Dalits were using this claim to history to press not only for their political rights but also to push the idea of Dalit-Muslim solidarity.
Return temple land
Organised as part of an initiative called “Mission Fateh Tughlaqabad”, the Dalit activists were not only paying their respects to Sikandar Lodi but also demanding that the government return their land. While the Supreme Court had in October agreed to rebuild the temple, Dalit activists also want the entire plot taken over by the Union government given back to them.
Speeches delivered by the leaders of the crowd explained why they were here. “One we started reading, we came to know our history,” said Sukhdevji Waghmare, a Ravidas religious leader from Pune. “The land that the government took over is ours since it was gifted to us by Sultan Sikandar Lodi.”
He continued: “At a time when we were horribly mistreated, Sikandar Lodi respected us, took Sant Ravidas for his guru and donated to him this land. For this, we thank the sultan.”
Scroll.in spoke to Peter Friedlander, one of the foremost researchers of the Ravidasi sect who identified this story as being part of the Ravidas Ramayana, a modern hagiography of Ravidas’ life, first written down in about 1900, but based on older oral traditions.
According to one version of the text, Lodi initially jails Ravidas. Ravidas, however, simply uses his powers and miraculously escaped from prison. Astonished and chastened, the sultan himself becomes a devotee of the saint.
Politics via history
This template is not new. India is currently in the grip of politics done using a claim to history. Hindutva has sustained a large part of its narrative by using the past, the most recent iteration of which is the scrapping of the celebration of Tipu, the Sultan of Mysore, by the Bharatiya Janata Party-controlled Karnataka government in July.
Now this Dalit group was using a similar claim to history – but to oppose the BJP. “The sultan was Muslim, yet he gifted us so much land,” argued Ashok Bharti, chairman of the All India Ambedkar Mahasabha. “But today’s rulers have snatched away everything and crushed our hopes.”
The Dalit groups put forward a version of Indian history that was diametrically at odds with Hindutva. Rather than present medieval India and its Muslim kings as unqaulified tyrants, the event on Thursday presented them as enlightened monarchs. “Our entire community thanks the sultan and that is why we are here at his maqbara, tomb,” explained Bharti. “At the time there was a lot of untouchability. But the Sultan did not pay heed to these superstitions and accepted Ravidas as his guru. But today, self-styled Hindu leaders have taken away the land he gifted us. Look at the irony.”
The demands were not limited to the temple – the activists even raised slogans for “Dalit Muslim ekta, unity”. “Sultan Sikandar Lodi is a symbol of Dalit-Muslim unity,” explained Bharti. “Whenever a Dalit comes to Lodi gardens, he should visit this maqbara and bow his head here.”

▶ _Dataset extract_

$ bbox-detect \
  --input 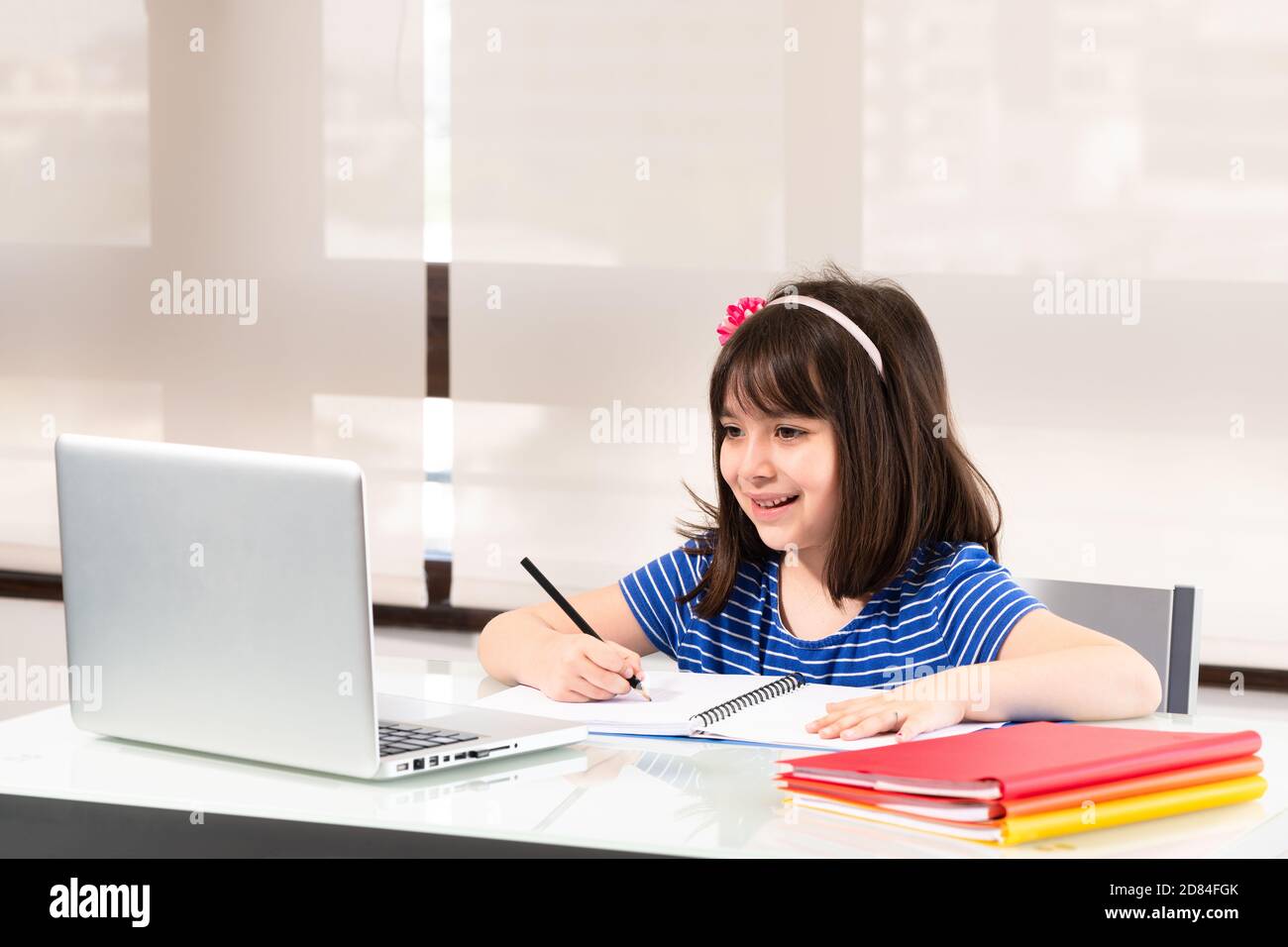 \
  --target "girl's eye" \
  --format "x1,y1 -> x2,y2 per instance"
724,424 -> 806,441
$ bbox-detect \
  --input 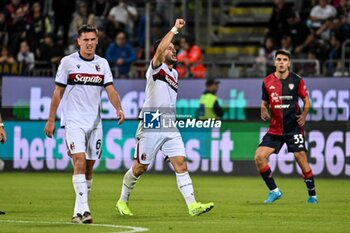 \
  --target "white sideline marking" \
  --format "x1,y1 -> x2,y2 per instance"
0,220 -> 149,233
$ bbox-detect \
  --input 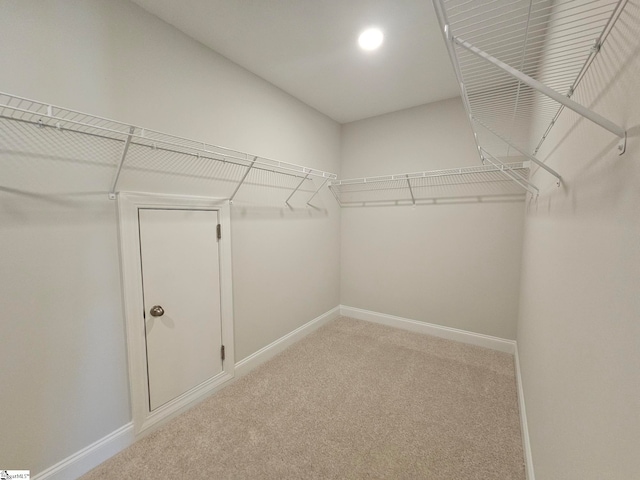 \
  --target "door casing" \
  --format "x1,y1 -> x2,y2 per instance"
118,192 -> 235,437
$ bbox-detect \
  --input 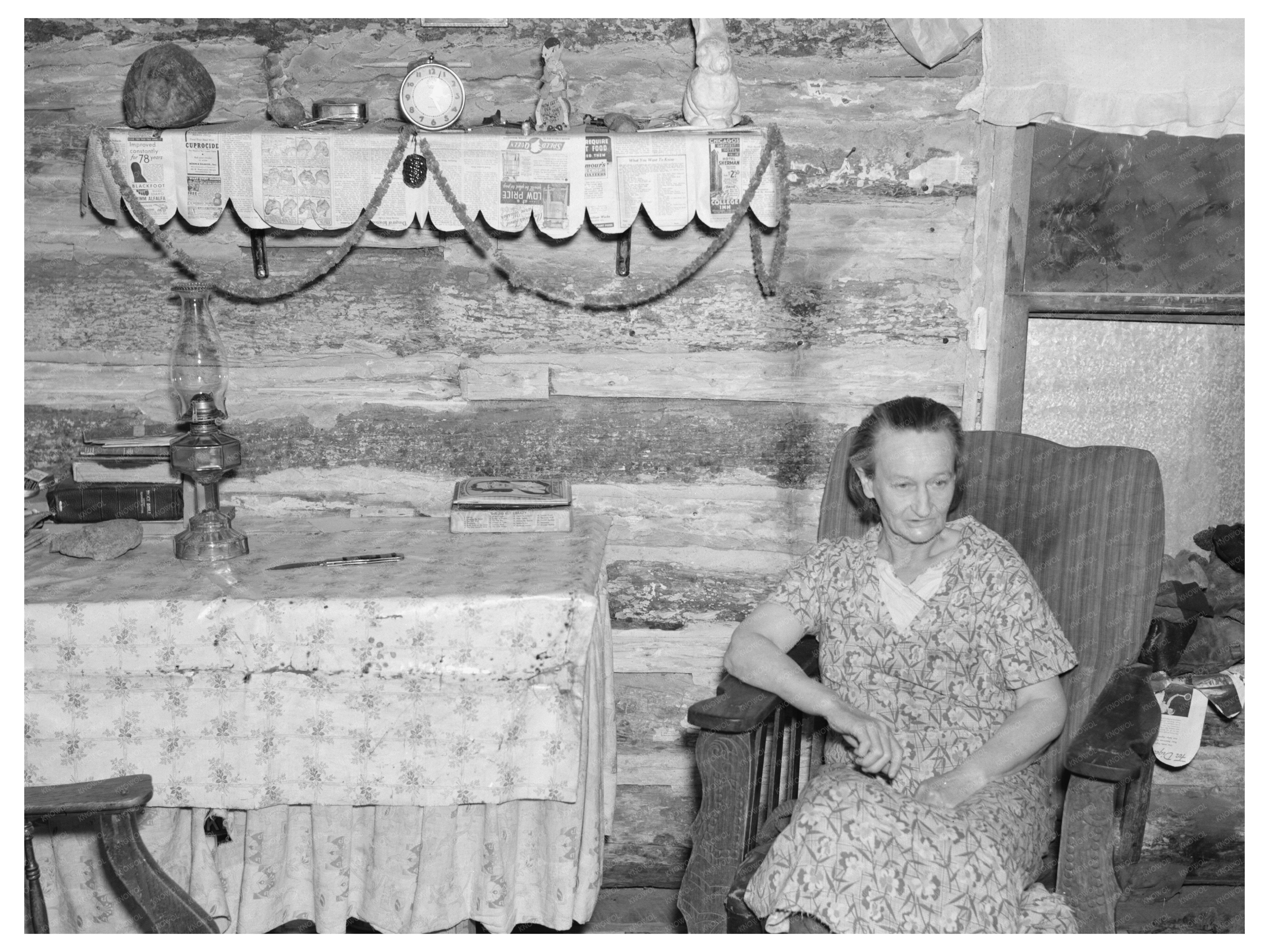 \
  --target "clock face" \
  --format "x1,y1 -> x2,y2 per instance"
401,62 -> 464,131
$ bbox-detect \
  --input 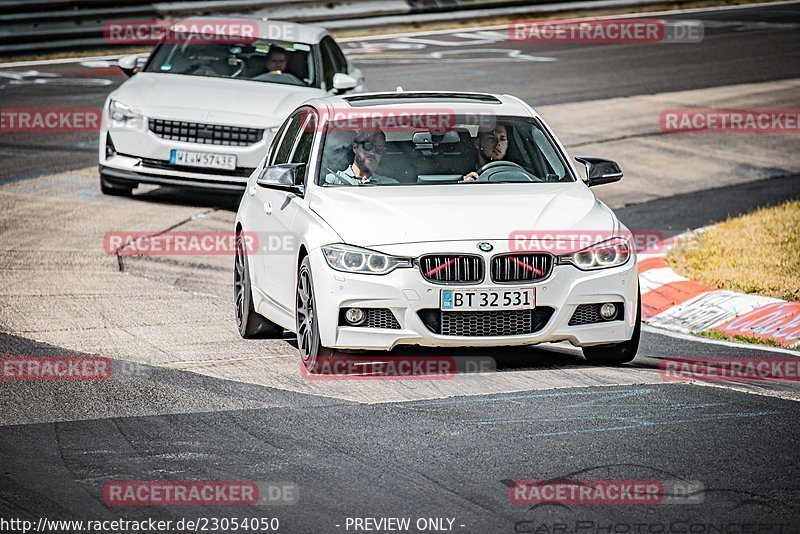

▶ _Instructions_
1) According to the Sikandar Lodi text, about when was the Ravidas Ramayana first written down?
2) Please write out the part of the Sikandar Lodi text that opens with the words containing "Scroll.in spoke to" and closes with "of the saint.".

▶ _Responses by task_
1) In about 1900.

2)
Scroll.in spoke to Peter Friedlander, one of the foremost researchers of the Ravidasi sect who identified this story as being part of the Ravidas Ramayana, a modern hagiography of Ravidas’ life, first written down in about 1900, but based on older oral traditions.
According to one version of the text, Lodi initially jails Ravidas. Ravidas, however, simply uses his powers and miraculously escaped from prison. Astonished and chastened, the sultan himself becomes a devotee of the saint.